Fragmento de lectura
○ ○ ○ ○

Y llegó el martes

Firmas
José Miguel Giráldez

SUPONGO que las elecciones madrileñas de hoy provocarán cierta extrañeza en el resto de España, mayormente dedicado a sus asuntos. Tras la fiesta, en la capital por fin llegan a las urnas, después de haber montado un pollo de cuidado, pero el resto del país está a lo suyo, aunque mirando de reojo a la pantalla, como quien mira el marcador, minuto y resultado.

Los analistas de la cosa aseguran que hoy se marca el destino de España y tal y cual. Ya saben. Está bien creer que todo se fragua en el centro, pero es un pensamiento antiguo y algo prepotente. Las corrientes que mueven un país tan grande son mucho más poderosas que las que brotan de ese núcleo energético que tiene a La Moncloa bastante cerca. Aún así, dicen que Sánchez se lo ha tomado como algo personal. Sus arúspices parecían creer en el carácter premonitorio de las urnas de Madrid. La lucha final entre Ayuso y Sánchez ha quedado de perlas como cartel, pero está por ver.

○ ○ ○ ○

Conjunto de tareas
a) Indica entre quiénes se plantea, según la columna sobre las elecciones madrileñas, la lucha final que ha quedado de perlas como cartel.
b) Prosigue la columna sobre las elecciones madrileñas a partir de su última oración.

Filas proporcionadas
○ ○ ○ ○

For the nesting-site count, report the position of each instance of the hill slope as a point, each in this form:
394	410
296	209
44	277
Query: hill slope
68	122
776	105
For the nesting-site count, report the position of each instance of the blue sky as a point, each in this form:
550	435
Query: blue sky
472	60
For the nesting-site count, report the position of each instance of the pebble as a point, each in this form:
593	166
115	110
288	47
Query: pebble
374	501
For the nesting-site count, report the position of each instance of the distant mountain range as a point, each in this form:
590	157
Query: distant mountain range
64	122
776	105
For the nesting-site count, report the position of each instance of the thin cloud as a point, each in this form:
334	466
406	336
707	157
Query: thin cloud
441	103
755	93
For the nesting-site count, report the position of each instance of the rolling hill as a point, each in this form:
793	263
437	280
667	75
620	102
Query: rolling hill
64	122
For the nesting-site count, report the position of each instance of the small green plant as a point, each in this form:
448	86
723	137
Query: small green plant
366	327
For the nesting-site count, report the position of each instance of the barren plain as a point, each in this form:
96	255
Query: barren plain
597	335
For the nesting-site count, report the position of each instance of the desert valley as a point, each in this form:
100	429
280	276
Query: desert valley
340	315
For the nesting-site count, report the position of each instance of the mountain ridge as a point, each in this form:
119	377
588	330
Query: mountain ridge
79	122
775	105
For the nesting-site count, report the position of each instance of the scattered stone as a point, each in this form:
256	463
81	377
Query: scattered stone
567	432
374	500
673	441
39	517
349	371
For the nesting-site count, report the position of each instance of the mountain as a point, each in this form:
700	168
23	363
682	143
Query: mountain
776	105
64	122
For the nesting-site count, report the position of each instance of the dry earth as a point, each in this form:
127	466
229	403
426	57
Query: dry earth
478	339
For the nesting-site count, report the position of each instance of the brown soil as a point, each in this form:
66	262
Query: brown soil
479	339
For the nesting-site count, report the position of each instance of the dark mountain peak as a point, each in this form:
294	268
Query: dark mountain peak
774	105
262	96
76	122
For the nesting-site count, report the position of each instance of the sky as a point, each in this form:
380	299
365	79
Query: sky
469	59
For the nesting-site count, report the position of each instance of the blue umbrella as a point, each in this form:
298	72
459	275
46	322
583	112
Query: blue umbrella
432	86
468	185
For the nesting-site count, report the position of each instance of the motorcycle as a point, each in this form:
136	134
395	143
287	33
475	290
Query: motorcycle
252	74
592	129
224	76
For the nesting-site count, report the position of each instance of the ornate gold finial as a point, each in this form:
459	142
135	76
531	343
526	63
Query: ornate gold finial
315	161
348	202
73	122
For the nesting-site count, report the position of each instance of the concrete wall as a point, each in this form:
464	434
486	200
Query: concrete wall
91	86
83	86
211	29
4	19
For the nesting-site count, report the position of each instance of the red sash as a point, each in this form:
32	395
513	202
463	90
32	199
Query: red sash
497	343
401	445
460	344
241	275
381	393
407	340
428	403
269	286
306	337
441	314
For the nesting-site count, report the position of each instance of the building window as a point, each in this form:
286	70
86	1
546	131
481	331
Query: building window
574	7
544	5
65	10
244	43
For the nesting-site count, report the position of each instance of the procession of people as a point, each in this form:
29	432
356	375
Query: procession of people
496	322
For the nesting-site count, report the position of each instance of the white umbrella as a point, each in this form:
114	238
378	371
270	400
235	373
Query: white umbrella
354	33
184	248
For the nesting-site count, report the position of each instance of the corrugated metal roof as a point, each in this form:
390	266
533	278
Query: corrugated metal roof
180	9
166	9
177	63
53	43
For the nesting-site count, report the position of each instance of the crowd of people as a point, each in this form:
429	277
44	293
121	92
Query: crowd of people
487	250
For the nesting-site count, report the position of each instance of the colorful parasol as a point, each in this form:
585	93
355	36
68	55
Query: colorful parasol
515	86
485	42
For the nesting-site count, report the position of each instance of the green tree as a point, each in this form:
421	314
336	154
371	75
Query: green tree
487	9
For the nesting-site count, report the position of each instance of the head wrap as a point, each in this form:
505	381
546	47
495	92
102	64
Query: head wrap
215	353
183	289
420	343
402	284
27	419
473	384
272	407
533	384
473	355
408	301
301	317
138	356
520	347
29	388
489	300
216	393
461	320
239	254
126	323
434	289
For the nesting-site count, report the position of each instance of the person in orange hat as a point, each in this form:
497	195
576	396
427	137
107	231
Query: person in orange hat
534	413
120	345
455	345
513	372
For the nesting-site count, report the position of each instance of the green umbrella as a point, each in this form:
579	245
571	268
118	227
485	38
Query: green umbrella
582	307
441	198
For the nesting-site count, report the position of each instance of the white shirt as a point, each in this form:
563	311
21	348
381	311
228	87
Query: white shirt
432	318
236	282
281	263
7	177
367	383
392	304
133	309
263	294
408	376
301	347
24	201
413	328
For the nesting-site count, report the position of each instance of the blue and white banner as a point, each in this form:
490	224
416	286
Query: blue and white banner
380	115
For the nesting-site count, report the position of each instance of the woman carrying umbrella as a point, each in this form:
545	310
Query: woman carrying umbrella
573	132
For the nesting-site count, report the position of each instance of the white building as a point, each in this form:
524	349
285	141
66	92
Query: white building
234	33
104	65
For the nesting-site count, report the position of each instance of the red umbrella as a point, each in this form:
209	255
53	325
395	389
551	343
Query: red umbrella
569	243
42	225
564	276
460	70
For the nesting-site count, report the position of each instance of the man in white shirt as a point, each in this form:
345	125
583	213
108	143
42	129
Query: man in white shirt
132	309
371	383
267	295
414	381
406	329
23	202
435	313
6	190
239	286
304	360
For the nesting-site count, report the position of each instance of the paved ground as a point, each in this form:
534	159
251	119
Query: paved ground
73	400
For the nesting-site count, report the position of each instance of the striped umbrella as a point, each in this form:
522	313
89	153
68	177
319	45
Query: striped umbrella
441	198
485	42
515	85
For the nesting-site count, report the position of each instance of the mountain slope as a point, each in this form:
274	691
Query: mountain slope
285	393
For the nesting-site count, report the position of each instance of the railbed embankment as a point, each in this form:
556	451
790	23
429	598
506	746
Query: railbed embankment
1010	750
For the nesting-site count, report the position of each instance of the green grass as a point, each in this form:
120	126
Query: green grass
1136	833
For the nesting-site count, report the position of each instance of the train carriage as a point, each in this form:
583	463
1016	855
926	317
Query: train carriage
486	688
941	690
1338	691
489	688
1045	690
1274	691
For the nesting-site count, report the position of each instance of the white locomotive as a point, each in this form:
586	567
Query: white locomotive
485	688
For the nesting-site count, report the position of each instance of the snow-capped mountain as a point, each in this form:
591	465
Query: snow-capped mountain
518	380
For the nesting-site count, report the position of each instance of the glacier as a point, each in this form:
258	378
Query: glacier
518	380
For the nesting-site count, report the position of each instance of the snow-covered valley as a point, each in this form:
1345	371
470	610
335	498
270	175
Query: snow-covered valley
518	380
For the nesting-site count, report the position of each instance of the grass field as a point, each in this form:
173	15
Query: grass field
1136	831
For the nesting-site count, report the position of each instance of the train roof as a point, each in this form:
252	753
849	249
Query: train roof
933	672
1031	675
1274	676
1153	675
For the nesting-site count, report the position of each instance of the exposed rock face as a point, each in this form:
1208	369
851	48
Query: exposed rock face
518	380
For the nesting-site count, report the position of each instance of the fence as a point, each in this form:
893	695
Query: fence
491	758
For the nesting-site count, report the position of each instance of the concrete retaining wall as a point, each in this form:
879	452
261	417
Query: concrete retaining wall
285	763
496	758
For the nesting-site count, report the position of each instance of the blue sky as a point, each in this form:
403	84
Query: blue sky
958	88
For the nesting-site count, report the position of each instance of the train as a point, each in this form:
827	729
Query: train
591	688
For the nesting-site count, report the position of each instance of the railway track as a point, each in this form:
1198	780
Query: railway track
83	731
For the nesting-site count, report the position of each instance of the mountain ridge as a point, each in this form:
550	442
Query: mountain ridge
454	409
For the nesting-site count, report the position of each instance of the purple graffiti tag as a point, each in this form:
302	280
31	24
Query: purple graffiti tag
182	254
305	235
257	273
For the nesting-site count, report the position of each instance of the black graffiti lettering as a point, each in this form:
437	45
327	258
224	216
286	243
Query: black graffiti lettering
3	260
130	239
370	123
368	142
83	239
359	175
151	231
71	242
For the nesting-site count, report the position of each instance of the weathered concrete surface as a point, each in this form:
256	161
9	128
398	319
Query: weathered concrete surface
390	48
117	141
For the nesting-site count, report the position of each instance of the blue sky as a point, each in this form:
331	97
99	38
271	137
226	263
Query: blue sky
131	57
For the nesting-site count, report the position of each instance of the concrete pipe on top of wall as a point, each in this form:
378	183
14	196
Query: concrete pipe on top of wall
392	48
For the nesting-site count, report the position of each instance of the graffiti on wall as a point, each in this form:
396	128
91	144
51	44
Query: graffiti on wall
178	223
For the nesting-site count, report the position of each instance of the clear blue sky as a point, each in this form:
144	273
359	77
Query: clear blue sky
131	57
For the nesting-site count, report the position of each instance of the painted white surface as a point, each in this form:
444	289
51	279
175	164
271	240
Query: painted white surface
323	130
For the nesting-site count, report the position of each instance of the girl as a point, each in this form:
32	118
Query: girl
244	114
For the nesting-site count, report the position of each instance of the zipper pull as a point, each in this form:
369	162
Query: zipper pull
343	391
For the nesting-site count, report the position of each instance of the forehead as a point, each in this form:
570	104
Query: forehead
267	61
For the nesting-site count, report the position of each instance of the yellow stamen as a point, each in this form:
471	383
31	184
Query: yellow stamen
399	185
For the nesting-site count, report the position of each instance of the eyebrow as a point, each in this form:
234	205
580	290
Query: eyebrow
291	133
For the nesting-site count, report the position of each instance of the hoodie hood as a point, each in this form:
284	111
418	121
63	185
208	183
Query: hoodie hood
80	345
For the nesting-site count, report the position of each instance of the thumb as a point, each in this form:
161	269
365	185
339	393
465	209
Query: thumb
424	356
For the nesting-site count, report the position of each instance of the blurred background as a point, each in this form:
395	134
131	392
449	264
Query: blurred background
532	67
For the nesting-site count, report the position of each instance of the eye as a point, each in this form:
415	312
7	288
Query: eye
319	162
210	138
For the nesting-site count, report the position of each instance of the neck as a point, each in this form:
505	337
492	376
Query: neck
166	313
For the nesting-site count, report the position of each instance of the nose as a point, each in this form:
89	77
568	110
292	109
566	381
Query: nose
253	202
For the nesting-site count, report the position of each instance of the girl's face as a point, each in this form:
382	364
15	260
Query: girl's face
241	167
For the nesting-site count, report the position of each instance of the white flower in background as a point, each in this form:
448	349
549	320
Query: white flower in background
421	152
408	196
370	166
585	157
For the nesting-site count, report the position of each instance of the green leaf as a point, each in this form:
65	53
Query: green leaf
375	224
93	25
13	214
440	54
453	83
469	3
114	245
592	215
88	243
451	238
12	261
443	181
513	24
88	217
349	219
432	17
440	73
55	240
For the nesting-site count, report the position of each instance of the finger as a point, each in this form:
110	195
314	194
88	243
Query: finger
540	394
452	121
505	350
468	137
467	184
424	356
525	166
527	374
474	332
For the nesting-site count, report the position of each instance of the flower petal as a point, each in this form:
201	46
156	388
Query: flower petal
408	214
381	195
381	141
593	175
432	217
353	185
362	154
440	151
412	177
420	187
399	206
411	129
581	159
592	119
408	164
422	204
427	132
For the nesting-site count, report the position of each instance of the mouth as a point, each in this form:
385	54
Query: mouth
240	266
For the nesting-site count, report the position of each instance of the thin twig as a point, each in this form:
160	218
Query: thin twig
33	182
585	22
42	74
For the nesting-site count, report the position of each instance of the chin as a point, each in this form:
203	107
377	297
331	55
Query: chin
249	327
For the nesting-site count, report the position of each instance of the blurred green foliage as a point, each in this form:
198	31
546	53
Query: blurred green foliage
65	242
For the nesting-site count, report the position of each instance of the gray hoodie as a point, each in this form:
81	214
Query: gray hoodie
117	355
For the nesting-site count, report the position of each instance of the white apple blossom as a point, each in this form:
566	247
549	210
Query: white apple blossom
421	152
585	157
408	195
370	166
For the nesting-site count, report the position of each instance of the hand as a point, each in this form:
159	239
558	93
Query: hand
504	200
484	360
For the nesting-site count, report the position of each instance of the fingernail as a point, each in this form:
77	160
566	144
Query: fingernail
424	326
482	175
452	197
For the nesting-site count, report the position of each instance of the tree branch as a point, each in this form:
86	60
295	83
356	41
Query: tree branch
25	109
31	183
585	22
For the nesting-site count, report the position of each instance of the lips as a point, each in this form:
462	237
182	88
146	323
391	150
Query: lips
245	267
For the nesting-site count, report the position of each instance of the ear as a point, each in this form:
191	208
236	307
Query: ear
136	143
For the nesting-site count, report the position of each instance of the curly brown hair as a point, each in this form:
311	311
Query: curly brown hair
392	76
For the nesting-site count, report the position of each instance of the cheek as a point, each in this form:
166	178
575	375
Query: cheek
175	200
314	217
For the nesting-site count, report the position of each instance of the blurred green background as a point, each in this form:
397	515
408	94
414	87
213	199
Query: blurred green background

○ ○ ○ ○

Respuestas por tarea
a) Entre Ayuso y Sánchez.

b)
Por eso, mientras España va a lo suyo, envuelta en la pandemia cuyas cifras deberían remitir, mientras vuelve el sol por un momento, en Madrid se van de urnas a media semana, que mola. No es la primera vez, ya saben, que esto ocurre. La fiesta de la democracia, como se le suele llamar, fue dejándose para el domingo, porque tiene su cosa eso de ir a votar a la hora del aperitivo, y también a otras. Un martes queda un poco raro, pero habrá sido estrategia.

Las televisiones estarán cargando los programas de la noche, compitiendo con la Liga de Campeones, ya te digo. Menos mal que el Madrid juega el miércoles, si no me he informado mal. Serían dos movidas conjuntas demasiado fuertes, una batalla por la audiencia entre los analistas y Roncero. La mayoría cree que las elecciones son más pronosticables que el final de la liga de fútbol.

No creo que España se la juegue en Madrid (con el tiempo, puede que sea justo al contrario), pero admito que algunos líderes, por no decir todos, se lo han tomado como un plebiscito personal, como una demostración de fuerza, o, al menos, como una forma de resucitar. Eso hizo que la campaña fuera tan personalista como probablemente inútil. Ha servido, sin embargo, al espectáculo. Y puede que eso sea mucho en los tiempos que corren.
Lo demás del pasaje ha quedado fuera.